● **Directions**
What must be handed in is the entire listing, exactly as written, with no pictures.

● **Task inputs**
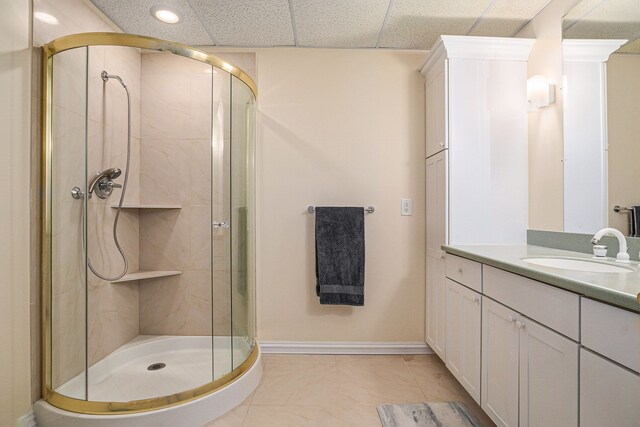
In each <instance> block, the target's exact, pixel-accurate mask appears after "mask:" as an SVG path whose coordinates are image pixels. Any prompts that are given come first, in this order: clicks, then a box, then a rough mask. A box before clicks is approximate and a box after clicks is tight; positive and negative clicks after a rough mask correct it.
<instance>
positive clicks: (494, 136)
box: [420, 36, 534, 360]
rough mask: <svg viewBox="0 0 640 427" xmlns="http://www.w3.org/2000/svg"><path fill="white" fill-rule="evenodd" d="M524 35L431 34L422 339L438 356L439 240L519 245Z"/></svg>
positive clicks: (439, 307) (441, 272)
mask: <svg viewBox="0 0 640 427" xmlns="http://www.w3.org/2000/svg"><path fill="white" fill-rule="evenodd" d="M533 43H534V40H530V39H514V38H496V37H467V36H441V37H440V40H439V41H438V42H437V43H436V44H435V45H434V47H433V48H432V49H431V51H430V53H429V56H428V58H427V60H426V62H425V63H424V64H423V65H422V66H421V67H420V72H421V73H422V74H423V75H424V77H425V91H426V98H425V102H426V157H427V159H426V214H427V215H426V216H427V227H426V229H427V259H426V267H427V283H426V287H427V289H426V290H427V292H426V299H427V301H426V311H427V314H426V316H425V319H426V325H425V326H426V328H425V330H426V333H425V335H426V337H425V340H426V342H427V344H428V345H429V346H430V347H431V348H432V349H433V350H434V351H435V352H436V354H438V356H440V358H442V360H446V313H445V306H446V298H445V268H444V252H443V251H442V249H441V246H442V245H446V244H521V243H525V240H526V228H527V219H528V207H527V206H528V173H527V165H528V161H527V158H528V147H527V100H526V80H527V60H528V57H529V52H530V50H531V47H532V46H533Z"/></svg>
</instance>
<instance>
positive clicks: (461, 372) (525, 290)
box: [445, 253, 640, 427]
mask: <svg viewBox="0 0 640 427" xmlns="http://www.w3.org/2000/svg"><path fill="white" fill-rule="evenodd" d="M445 274H446V276H447V279H446V282H445V293H446V297H445V300H446V310H445V311H446V355H445V356H446V357H445V361H446V366H447V367H448V368H449V370H450V371H451V372H452V373H453V375H454V376H455V377H456V378H457V379H458V381H459V382H460V383H461V384H462V385H463V386H464V387H465V389H466V390H467V391H468V392H469V393H470V394H471V395H472V396H473V398H474V399H476V400H478V396H479V401H480V406H481V407H482V409H483V410H484V411H485V412H486V413H487V415H488V416H489V417H490V418H491V419H492V420H493V421H494V422H495V423H496V424H497V425H499V426H521V427H525V426H526V427H528V426H531V427H533V426H562V427H566V426H583V427H591V426H594V427H595V426H616V427H618V426H623V427H624V426H629V427H631V426H639V425H640V374H639V370H640V313H637V312H635V311H630V310H625V309H622V308H619V307H616V306H612V305H609V304H605V303H602V302H599V301H596V300H594V299H591V298H587V297H584V296H580V295H579V294H577V293H574V292H570V291H567V290H565V289H561V288H559V287H556V286H552V285H549V284H546V283H543V282H539V281H537V280H533V279H530V278H527V277H524V276H521V275H518V274H514V273H511V272H508V271H505V270H502V269H500V268H496V267H493V266H491V265H487V264H486V263H480V262H477V261H473V260H470V259H467V258H464V257H460V256H456V255H453V254H451V253H448V254H447V255H446V265H445ZM478 370H479V373H478ZM478 378H479V382H478ZM478 393H479V394H478Z"/></svg>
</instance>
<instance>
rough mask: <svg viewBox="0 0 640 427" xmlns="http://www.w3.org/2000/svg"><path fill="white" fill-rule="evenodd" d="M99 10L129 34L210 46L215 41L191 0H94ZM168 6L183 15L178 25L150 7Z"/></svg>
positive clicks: (93, 3)
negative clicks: (161, 18) (203, 21)
mask: <svg viewBox="0 0 640 427" xmlns="http://www.w3.org/2000/svg"><path fill="white" fill-rule="evenodd" d="M91 2H92V3H93V4H95V5H96V6H97V7H98V9H100V10H101V11H102V12H103V13H104V14H105V15H107V16H108V17H109V18H110V19H111V20H112V21H113V22H115V23H116V24H117V25H118V26H119V27H120V28H122V30H123V31H124V32H125V33H131V34H142V35H145V36H151V37H158V38H161V39H166V40H171V41H176V42H180V43H186V44H191V45H210V44H213V43H214V42H213V40H211V37H209V35H208V34H207V32H206V31H205V29H204V28H203V27H202V25H201V24H200V21H199V20H198V17H197V16H196V15H195V13H194V11H193V10H192V9H191V7H190V6H189V3H188V2H187V0H162V1H158V0H136V1H114V0H91ZM156 5H162V6H166V7H168V8H171V9H173V10H175V11H176V12H178V13H179V14H180V15H181V18H182V19H181V21H180V22H179V23H177V24H165V23H163V22H160V21H158V20H157V19H155V18H154V17H153V16H151V12H150V11H149V9H151V7H153V6H156Z"/></svg>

● **Response to this exercise**
In each <instance> block, the target's exact, pixel-accurate mask appears after "mask:" as an SVG path whose coordinates are image pixels. Any prompts that are given come first, in this order: clicks, then a box, then a rough mask. A box before clicks is approximate and a box after clicks is tight; positive and negative clicks after a rough mask correct it.
<instance>
positive clicks: (494, 136)
box: [420, 36, 534, 360]
rough mask: <svg viewBox="0 0 640 427" xmlns="http://www.w3.org/2000/svg"><path fill="white" fill-rule="evenodd" d="M524 35L431 34L422 339L438 356L439 240L519 245Z"/></svg>
positive clicks: (439, 307) (441, 272)
mask: <svg viewBox="0 0 640 427" xmlns="http://www.w3.org/2000/svg"><path fill="white" fill-rule="evenodd" d="M533 43H534V40H530V39H514V38H496V37H467V36H441V37H440V40H439V41H438V42H437V43H436V44H435V45H434V47H433V48H432V49H431V51H430V53H429V56H428V58H427V60H426V62H425V63H424V64H423V65H422V66H421V67H420V72H421V73H422V74H423V75H424V77H425V91H426V98H425V102H426V157H427V159H426V214H427V215H426V216H427V227H426V229H427V259H426V267H427V283H426V287H427V289H426V290H427V292H426V299H427V301H426V311H427V314H426V316H425V319H426V325H425V326H426V328H425V330H426V333H425V335H426V337H425V340H426V342H427V344H428V345H429V346H430V347H431V348H432V349H433V350H434V351H435V352H436V354H438V356H440V358H442V360H446V313H445V306H446V298H445V268H444V252H443V251H442V249H441V246H442V245H446V244H521V243H525V240H526V228H527V219H528V207H527V206H528V173H527V165H528V161H527V158H528V147H527V100H526V80H527V60H528V57H529V52H530V50H531V47H532V46H533Z"/></svg>
</instance>
<instance>
positive clicks: (461, 372) (525, 290)
box: [445, 253, 640, 427]
mask: <svg viewBox="0 0 640 427" xmlns="http://www.w3.org/2000/svg"><path fill="white" fill-rule="evenodd" d="M445 274H446V276H447V279H446V282H445V293H446V297H445V300H446V310H445V311H446V355H445V356H446V357H445V361H446V366H447V367H448V368H449V370H450V371H451V372H452V373H453V375H454V376H455V377H456V378H457V379H458V381H459V382H460V383H461V384H462V385H463V386H464V387H465V389H466V390H467V391H468V392H469V393H470V394H471V395H472V396H473V398H474V399H476V400H478V396H479V401H480V406H481V407H482V409H483V410H484V411H485V412H486V413H487V415H488V416H489V417H490V418H491V419H492V420H493V421H494V422H495V423H496V424H497V425H499V426H521V427H525V426H526V427H528V426H531V427H533V426H562V427H566V426H583V427H591V426H594V427H595V426H616V427H618V426H623V427H624V426H629V427H631V426H639V425H640V374H639V370H640V313H637V312H635V311H630V310H625V309H622V308H619V307H616V306H612V305H609V304H605V303H602V302H599V301H596V300H594V299H591V298H587V297H584V296H580V295H579V294H577V293H574V292H570V291H567V290H565V289H561V288H559V287H556V286H552V285H549V284H546V283H543V282H539V281H537V280H533V279H530V278H527V277H524V276H521V275H518V274H514V273H511V272H508V271H505V270H502V269H500V268H496V267H493V266H491V265H487V264H486V263H480V262H477V261H473V260H470V259H467V258H464V257H460V256H456V255H453V254H451V253H448V254H447V255H446V265H445ZM478 370H479V373H478ZM478 378H479V382H478ZM478 393H479V394H478Z"/></svg>
</instance>
<instance>
rough mask: <svg viewBox="0 0 640 427" xmlns="http://www.w3.org/2000/svg"><path fill="white" fill-rule="evenodd" d="M99 10L129 34L210 46L215 41L191 0H94ZM168 6L183 15L178 25L150 7Z"/></svg>
positive clicks: (93, 3)
negative clicks: (161, 18) (203, 21)
mask: <svg viewBox="0 0 640 427" xmlns="http://www.w3.org/2000/svg"><path fill="white" fill-rule="evenodd" d="M91 2H92V3H93V4H95V5H96V6H97V7H98V9H100V10H101V11H102V12H103V13H104V14H105V15H107V16H108V17H109V18H110V19H111V20H112V21H113V22H115V23H116V24H117V25H118V26H119V27H120V28H122V30H123V31H124V32H125V33H131V34H142V35H145V36H151V37H158V38H161V39H166V40H171V41H176V42H180V43H186V44H191V45H210V44H213V43H214V42H213V40H211V37H209V35H208V34H207V32H206V31H205V29H204V28H203V27H202V25H201V24H200V21H199V20H198V17H197V16H196V15H195V13H194V11H193V10H192V9H191V7H190V6H189V3H188V2H187V0H162V1H158V0H136V1H114V0H91ZM156 5H162V6H166V7H168V8H171V9H173V10H175V11H176V12H178V13H179V14H180V15H181V18H182V19H181V21H180V22H179V23H177V24H165V23H163V22H160V21H158V20H157V19H155V18H154V17H153V16H151V12H150V11H149V9H151V7H153V6H156Z"/></svg>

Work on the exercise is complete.